_Exercise requirements:_ Word for word, restate the line containing "of the overcast" and all the lines that come after it in the entries below. Include nothing from before it.

_Records provided:_
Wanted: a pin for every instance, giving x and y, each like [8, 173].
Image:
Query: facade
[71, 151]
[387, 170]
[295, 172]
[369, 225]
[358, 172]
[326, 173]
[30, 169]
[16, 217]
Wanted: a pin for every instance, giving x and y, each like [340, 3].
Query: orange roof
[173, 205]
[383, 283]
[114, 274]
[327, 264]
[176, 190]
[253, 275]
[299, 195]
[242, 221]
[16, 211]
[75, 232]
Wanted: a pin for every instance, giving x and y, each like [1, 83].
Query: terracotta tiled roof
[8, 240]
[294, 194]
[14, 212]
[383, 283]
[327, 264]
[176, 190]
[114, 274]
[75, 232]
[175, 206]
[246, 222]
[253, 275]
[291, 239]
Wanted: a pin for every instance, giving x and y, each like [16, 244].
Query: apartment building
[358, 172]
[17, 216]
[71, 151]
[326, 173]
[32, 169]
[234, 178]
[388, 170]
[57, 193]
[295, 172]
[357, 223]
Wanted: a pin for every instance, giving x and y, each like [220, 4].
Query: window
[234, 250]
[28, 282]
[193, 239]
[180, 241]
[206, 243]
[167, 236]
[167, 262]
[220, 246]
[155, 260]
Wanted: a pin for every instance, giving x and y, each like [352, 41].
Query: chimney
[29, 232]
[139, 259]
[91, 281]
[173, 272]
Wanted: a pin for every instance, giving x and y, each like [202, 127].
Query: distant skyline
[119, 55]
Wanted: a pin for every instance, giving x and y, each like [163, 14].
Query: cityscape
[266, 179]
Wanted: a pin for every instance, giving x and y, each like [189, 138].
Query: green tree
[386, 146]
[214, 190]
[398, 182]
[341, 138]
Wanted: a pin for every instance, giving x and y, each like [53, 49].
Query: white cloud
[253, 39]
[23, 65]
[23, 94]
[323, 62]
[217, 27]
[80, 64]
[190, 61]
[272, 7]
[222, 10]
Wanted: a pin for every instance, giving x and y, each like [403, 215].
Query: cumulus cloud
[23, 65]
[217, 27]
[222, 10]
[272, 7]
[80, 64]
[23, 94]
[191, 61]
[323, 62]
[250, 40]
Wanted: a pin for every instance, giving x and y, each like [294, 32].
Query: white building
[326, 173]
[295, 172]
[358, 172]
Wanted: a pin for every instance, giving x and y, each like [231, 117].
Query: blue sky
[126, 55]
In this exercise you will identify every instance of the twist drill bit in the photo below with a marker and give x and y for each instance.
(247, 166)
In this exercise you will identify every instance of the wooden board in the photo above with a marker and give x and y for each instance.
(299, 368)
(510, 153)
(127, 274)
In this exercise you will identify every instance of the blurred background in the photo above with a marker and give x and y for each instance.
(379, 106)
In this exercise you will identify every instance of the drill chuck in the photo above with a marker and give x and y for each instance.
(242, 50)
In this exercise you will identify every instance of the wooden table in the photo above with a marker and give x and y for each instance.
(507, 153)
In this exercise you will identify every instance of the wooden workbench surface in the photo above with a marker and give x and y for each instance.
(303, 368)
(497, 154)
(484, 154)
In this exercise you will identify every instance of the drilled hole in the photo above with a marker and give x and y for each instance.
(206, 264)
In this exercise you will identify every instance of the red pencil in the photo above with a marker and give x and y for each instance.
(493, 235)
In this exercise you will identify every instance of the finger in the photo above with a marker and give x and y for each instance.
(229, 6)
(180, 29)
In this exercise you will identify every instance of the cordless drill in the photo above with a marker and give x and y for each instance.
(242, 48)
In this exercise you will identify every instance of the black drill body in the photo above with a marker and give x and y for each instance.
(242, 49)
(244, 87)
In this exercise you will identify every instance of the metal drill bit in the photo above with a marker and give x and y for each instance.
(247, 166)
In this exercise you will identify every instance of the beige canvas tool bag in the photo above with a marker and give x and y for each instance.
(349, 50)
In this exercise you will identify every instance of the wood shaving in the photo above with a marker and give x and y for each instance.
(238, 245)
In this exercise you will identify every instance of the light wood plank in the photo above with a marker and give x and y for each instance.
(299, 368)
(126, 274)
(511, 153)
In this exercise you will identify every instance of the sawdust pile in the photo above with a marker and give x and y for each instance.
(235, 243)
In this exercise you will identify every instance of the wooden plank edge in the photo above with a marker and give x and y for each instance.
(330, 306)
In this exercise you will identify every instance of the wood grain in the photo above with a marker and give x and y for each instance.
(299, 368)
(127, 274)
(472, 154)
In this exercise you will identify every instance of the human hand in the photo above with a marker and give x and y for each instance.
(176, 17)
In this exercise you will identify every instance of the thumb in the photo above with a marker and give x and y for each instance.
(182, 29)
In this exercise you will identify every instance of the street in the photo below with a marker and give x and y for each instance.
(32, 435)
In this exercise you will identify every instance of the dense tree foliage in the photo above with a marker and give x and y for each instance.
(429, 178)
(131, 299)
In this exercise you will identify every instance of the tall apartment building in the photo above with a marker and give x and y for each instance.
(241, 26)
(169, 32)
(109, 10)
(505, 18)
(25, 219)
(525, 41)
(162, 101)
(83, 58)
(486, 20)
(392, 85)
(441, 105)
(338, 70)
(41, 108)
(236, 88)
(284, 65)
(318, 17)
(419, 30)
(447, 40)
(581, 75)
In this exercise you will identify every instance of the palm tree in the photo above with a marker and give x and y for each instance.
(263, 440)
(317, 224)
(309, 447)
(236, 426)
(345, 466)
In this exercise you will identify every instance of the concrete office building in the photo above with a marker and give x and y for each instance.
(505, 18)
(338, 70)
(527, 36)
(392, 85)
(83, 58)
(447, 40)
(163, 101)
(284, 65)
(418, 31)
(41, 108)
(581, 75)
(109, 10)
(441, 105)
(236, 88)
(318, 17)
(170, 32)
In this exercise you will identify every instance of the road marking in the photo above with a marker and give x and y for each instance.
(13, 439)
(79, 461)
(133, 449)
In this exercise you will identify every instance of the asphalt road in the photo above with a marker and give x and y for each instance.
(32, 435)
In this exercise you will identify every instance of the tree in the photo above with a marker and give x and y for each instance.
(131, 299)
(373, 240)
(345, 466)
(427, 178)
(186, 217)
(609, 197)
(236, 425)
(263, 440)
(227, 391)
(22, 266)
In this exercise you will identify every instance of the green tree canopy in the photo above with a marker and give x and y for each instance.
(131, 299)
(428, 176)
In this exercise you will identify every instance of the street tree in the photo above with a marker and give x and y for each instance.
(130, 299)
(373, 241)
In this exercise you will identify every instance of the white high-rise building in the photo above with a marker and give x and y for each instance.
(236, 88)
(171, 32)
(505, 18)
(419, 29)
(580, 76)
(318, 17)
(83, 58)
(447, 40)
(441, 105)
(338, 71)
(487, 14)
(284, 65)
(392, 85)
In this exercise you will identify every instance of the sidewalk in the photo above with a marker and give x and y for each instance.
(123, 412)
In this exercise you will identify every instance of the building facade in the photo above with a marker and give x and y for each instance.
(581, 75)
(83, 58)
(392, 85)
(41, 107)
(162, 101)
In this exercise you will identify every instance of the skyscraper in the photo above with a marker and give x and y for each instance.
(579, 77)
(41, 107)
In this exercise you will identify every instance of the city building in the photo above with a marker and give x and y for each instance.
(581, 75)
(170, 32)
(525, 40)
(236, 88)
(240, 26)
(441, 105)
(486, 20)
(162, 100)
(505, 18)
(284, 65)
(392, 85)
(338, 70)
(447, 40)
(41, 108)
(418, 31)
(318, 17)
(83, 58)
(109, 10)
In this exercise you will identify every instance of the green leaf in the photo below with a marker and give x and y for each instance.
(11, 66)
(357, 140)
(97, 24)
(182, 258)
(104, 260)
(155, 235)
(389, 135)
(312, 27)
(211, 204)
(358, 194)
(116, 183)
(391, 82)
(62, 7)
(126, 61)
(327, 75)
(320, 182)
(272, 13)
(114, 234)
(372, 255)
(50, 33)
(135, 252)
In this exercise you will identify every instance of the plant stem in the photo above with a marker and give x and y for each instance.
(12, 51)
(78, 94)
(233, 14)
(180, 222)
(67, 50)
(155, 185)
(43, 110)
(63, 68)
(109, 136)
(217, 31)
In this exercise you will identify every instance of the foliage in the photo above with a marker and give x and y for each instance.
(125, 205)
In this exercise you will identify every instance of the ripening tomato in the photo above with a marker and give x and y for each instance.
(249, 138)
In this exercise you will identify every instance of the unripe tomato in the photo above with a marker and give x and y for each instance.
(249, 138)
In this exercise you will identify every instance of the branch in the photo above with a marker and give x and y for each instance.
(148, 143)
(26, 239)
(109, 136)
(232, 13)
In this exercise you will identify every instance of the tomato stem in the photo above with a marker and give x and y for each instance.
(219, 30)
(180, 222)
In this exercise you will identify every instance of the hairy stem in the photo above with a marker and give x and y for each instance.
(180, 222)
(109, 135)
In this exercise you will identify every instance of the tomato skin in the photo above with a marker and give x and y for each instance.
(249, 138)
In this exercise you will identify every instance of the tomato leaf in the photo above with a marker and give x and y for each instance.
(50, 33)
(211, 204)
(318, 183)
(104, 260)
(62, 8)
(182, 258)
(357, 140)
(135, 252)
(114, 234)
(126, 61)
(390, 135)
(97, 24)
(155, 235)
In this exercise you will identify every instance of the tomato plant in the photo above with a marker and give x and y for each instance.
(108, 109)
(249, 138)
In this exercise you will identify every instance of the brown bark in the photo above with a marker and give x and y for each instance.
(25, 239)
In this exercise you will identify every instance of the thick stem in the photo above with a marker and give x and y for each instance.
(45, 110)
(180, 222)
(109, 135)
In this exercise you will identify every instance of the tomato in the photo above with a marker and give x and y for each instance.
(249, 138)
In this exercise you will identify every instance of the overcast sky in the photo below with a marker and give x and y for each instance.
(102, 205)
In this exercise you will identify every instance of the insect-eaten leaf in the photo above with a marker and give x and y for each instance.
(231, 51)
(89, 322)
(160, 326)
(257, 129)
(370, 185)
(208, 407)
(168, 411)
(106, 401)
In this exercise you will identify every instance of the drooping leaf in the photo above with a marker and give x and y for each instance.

_Response below:_
In this exercise you will identify every instance of the overcast sky in the photo below with a marker and give x and y for each instance.
(102, 205)
In this exercise you will identify every instance of the insect-eaten leaf in the photo above with a marker and give x and y for each instance.
(231, 51)
(89, 322)
(160, 326)
(257, 129)
(370, 185)
(208, 407)
(168, 411)
(106, 401)
In this exercise you will identify every instance of the drooping leaf in the photo above with a marker and give x and y for each instance.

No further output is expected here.